►

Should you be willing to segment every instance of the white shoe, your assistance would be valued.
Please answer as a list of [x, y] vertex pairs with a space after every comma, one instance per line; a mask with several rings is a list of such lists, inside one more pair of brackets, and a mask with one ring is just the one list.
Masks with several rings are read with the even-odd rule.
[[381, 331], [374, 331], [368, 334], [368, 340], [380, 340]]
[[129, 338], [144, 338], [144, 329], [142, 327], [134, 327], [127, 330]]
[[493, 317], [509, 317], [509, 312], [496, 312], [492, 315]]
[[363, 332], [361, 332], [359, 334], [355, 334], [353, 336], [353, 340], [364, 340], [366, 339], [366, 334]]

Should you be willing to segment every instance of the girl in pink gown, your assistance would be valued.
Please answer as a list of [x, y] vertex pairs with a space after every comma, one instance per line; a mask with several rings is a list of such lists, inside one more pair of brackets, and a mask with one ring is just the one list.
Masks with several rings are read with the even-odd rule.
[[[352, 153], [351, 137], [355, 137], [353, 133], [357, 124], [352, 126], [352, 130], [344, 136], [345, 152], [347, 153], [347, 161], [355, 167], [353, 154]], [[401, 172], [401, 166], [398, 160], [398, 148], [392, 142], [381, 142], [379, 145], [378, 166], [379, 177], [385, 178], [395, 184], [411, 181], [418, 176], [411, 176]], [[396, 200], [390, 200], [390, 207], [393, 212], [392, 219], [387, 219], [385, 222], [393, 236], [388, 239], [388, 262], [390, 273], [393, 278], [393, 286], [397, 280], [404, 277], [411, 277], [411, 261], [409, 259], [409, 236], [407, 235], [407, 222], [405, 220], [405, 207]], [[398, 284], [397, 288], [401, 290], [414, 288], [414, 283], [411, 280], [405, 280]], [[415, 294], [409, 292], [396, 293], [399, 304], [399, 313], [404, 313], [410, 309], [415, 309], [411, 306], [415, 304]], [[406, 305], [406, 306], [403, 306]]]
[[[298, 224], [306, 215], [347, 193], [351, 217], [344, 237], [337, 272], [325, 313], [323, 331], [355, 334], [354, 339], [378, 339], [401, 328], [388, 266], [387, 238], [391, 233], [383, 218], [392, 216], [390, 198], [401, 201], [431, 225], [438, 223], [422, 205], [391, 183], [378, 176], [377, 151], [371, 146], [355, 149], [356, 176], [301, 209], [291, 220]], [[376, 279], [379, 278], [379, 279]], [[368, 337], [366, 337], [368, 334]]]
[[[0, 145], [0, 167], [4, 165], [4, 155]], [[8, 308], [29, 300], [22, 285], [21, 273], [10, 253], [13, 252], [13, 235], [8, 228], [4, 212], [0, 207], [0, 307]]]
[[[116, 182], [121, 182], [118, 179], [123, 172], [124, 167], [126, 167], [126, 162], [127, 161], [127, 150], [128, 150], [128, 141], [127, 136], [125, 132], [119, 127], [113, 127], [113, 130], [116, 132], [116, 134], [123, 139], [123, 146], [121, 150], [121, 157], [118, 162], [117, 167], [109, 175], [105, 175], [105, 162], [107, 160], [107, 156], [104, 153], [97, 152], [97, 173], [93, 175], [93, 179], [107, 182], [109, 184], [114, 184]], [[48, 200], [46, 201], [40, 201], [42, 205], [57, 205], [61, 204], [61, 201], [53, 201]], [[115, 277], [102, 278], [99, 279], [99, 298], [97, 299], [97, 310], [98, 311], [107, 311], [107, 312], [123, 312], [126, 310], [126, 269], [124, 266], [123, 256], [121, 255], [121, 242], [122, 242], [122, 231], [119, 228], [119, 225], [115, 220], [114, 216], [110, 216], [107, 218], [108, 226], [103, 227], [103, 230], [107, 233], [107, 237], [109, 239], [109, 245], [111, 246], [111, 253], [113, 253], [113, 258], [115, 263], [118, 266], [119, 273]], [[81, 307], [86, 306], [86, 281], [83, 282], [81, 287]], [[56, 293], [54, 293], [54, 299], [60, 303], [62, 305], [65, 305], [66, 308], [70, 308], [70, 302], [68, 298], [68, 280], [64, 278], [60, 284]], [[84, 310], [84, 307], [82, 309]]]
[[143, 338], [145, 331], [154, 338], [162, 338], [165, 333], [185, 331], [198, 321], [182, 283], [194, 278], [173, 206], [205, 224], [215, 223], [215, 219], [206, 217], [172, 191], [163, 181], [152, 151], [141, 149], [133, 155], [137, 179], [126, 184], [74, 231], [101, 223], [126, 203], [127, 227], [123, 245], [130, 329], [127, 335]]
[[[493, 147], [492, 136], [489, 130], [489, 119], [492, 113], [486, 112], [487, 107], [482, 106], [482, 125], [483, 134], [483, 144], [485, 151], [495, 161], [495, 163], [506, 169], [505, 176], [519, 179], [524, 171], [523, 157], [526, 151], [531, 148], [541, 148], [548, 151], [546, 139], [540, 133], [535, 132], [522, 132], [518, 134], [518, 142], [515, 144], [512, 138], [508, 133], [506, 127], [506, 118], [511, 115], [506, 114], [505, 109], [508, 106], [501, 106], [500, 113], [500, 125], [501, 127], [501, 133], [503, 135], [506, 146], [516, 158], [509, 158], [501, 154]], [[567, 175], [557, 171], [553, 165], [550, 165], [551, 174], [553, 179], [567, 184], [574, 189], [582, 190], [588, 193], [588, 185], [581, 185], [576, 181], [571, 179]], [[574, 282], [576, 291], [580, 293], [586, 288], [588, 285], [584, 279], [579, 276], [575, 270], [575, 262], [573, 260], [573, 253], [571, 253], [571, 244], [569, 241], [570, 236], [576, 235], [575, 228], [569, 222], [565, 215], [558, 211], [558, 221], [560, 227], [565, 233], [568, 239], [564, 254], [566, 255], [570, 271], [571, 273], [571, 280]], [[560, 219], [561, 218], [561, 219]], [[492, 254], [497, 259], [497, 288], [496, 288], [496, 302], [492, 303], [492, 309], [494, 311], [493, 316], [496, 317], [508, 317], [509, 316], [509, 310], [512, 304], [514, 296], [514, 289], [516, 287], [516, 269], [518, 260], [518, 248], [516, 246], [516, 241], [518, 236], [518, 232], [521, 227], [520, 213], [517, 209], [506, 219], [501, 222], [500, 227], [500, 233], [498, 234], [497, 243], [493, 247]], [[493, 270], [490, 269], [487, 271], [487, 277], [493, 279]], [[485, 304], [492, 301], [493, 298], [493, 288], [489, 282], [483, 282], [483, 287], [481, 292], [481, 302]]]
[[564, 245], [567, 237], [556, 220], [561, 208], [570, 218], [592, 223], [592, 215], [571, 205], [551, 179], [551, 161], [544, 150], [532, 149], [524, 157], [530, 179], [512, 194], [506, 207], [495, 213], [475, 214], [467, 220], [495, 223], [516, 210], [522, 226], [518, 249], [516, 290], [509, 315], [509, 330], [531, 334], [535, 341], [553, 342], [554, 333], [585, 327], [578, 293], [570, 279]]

◄

*Task to complete:* Reproduce the full listing, substituting "outline" for every occurrence of "segment" and leaving everything else unchanged.

*Response to this task:*
Should you be willing to outline every instance of the white shoe, your assistance would be valued.
Please answer as a list of [x, y] vertex pairs with a space after every comma, one instance per line; a mask with several rings is a list of such lists, inside one more pair of brackets, and a mask with one ring is just the one list.
Masks with several rings are read with the even-odd rule.
[[381, 331], [374, 331], [368, 334], [368, 340], [380, 340]]
[[129, 338], [144, 338], [144, 329], [142, 327], [134, 327], [127, 330]]
[[493, 317], [509, 317], [509, 312], [496, 312], [492, 315]]
[[363, 332], [361, 332], [359, 334], [355, 334], [353, 336], [353, 340], [364, 340], [366, 339], [366, 334]]

Should you be willing to outline every instance of the girl in pink gown, your assistance would be valued.
Please answer as a list of [x, y] vertex pairs with a space after every comma, one instance per line; a mask with several rings is a list of such lists, inside one more pair of brackets, and a mask with one ring is just the one list.
Masks with several rings are read with the even-odd rule.
[[[352, 153], [351, 137], [355, 137], [353, 133], [357, 124], [352, 126], [352, 130], [344, 136], [345, 152], [347, 153], [347, 161], [355, 167], [353, 154]], [[401, 172], [401, 166], [398, 160], [398, 148], [392, 142], [381, 142], [379, 145], [378, 166], [379, 177], [385, 178], [395, 184], [411, 181], [418, 176], [411, 176]], [[396, 200], [390, 200], [390, 207], [393, 212], [392, 219], [387, 219], [385, 222], [393, 236], [388, 239], [388, 262], [390, 273], [393, 278], [393, 286], [397, 280], [404, 277], [411, 277], [411, 261], [409, 259], [409, 236], [407, 235], [407, 222], [405, 220], [405, 207]], [[398, 284], [397, 288], [401, 290], [414, 288], [414, 283], [411, 280], [405, 280]], [[415, 294], [409, 292], [396, 293], [399, 304], [399, 313], [404, 313], [410, 309], [415, 309], [411, 306], [415, 304]], [[406, 305], [406, 306], [403, 306]]]
[[[298, 224], [306, 215], [347, 193], [351, 217], [344, 237], [337, 272], [325, 313], [323, 331], [355, 334], [354, 339], [378, 339], [401, 328], [388, 266], [387, 238], [391, 233], [383, 218], [392, 216], [390, 198], [401, 201], [431, 225], [438, 223], [422, 205], [391, 183], [378, 176], [377, 151], [371, 146], [355, 149], [356, 176], [301, 209], [291, 220]], [[376, 279], [379, 278], [379, 279]], [[368, 337], [366, 337], [368, 334]]]
[[[0, 145], [0, 167], [4, 165], [4, 155]], [[8, 308], [29, 300], [22, 285], [21, 273], [10, 253], [13, 252], [13, 235], [8, 228], [4, 212], [0, 207], [0, 307]]]
[[[116, 182], [121, 182], [118, 179], [123, 172], [124, 167], [126, 167], [126, 162], [127, 161], [127, 150], [128, 150], [128, 141], [127, 136], [125, 132], [119, 127], [113, 127], [113, 130], [116, 132], [116, 134], [123, 139], [123, 146], [121, 150], [121, 157], [118, 162], [117, 167], [109, 175], [105, 175], [105, 162], [107, 160], [107, 156], [104, 153], [97, 152], [97, 173], [93, 175], [93, 179], [107, 182], [109, 184], [114, 184]], [[48, 200], [46, 201], [40, 201], [42, 205], [57, 205], [61, 204], [61, 201], [53, 201]], [[115, 277], [102, 278], [99, 279], [99, 298], [97, 299], [97, 310], [98, 311], [107, 311], [107, 312], [123, 312], [126, 310], [126, 269], [124, 266], [123, 256], [121, 255], [121, 242], [122, 242], [122, 231], [119, 228], [119, 225], [115, 220], [114, 216], [110, 216], [107, 218], [108, 226], [103, 227], [103, 230], [107, 233], [107, 237], [109, 239], [109, 245], [111, 246], [111, 253], [113, 253], [113, 258], [115, 263], [118, 266], [119, 273]], [[81, 307], [86, 306], [86, 281], [83, 282], [81, 287]], [[56, 293], [54, 293], [54, 299], [60, 303], [62, 305], [65, 305], [66, 308], [70, 308], [70, 302], [68, 298], [68, 280], [64, 278], [60, 284]], [[84, 310], [84, 307], [82, 309]]]
[[143, 338], [145, 331], [154, 338], [162, 338], [165, 333], [185, 331], [198, 321], [182, 283], [194, 278], [173, 206], [205, 224], [215, 223], [215, 219], [206, 217], [172, 191], [163, 181], [152, 151], [141, 149], [133, 155], [137, 179], [126, 184], [74, 231], [101, 223], [126, 203], [127, 227], [123, 245], [130, 329], [127, 335]]
[[[493, 147], [492, 136], [489, 130], [489, 119], [492, 113], [486, 112], [487, 107], [482, 106], [482, 125], [483, 134], [483, 144], [485, 151], [495, 161], [495, 163], [506, 169], [505, 176], [519, 179], [524, 171], [523, 157], [526, 151], [531, 148], [541, 148], [548, 151], [546, 139], [540, 133], [535, 132], [522, 132], [518, 134], [518, 142], [515, 144], [512, 138], [508, 133], [506, 127], [506, 118], [511, 115], [506, 114], [505, 109], [508, 106], [501, 106], [500, 113], [500, 125], [501, 127], [501, 133], [503, 135], [506, 146], [516, 158], [509, 158], [501, 154]], [[567, 175], [557, 171], [553, 165], [550, 165], [551, 174], [553, 179], [567, 184], [574, 189], [582, 190], [588, 193], [588, 185], [581, 185], [576, 181], [571, 179]], [[574, 282], [576, 291], [580, 293], [586, 288], [588, 285], [584, 279], [579, 276], [575, 270], [575, 262], [573, 260], [573, 253], [571, 253], [571, 244], [569, 241], [570, 236], [576, 235], [575, 228], [569, 222], [565, 215], [558, 211], [558, 221], [560, 227], [565, 233], [568, 239], [564, 254], [566, 255], [570, 271], [571, 273], [571, 280]], [[560, 219], [561, 218], [561, 219]], [[492, 254], [497, 259], [497, 288], [496, 288], [496, 302], [492, 303], [492, 309], [494, 311], [493, 316], [496, 317], [508, 317], [509, 316], [509, 310], [512, 304], [514, 296], [514, 289], [516, 287], [516, 269], [518, 260], [518, 248], [516, 246], [516, 241], [518, 236], [518, 232], [521, 227], [520, 213], [517, 209], [506, 219], [501, 222], [500, 227], [500, 233], [498, 234], [497, 243], [493, 247]], [[493, 270], [490, 269], [487, 271], [487, 277], [493, 279]], [[485, 304], [492, 301], [493, 298], [493, 288], [489, 282], [483, 282], [483, 287], [481, 292], [481, 302]]]
[[564, 245], [567, 237], [556, 220], [561, 208], [570, 218], [592, 223], [592, 215], [571, 205], [551, 179], [551, 161], [544, 150], [532, 149], [524, 157], [530, 179], [512, 194], [506, 207], [495, 213], [475, 214], [467, 220], [495, 223], [516, 210], [522, 226], [518, 249], [516, 290], [509, 315], [509, 330], [531, 334], [535, 341], [553, 342], [554, 333], [585, 327], [578, 293], [570, 279]]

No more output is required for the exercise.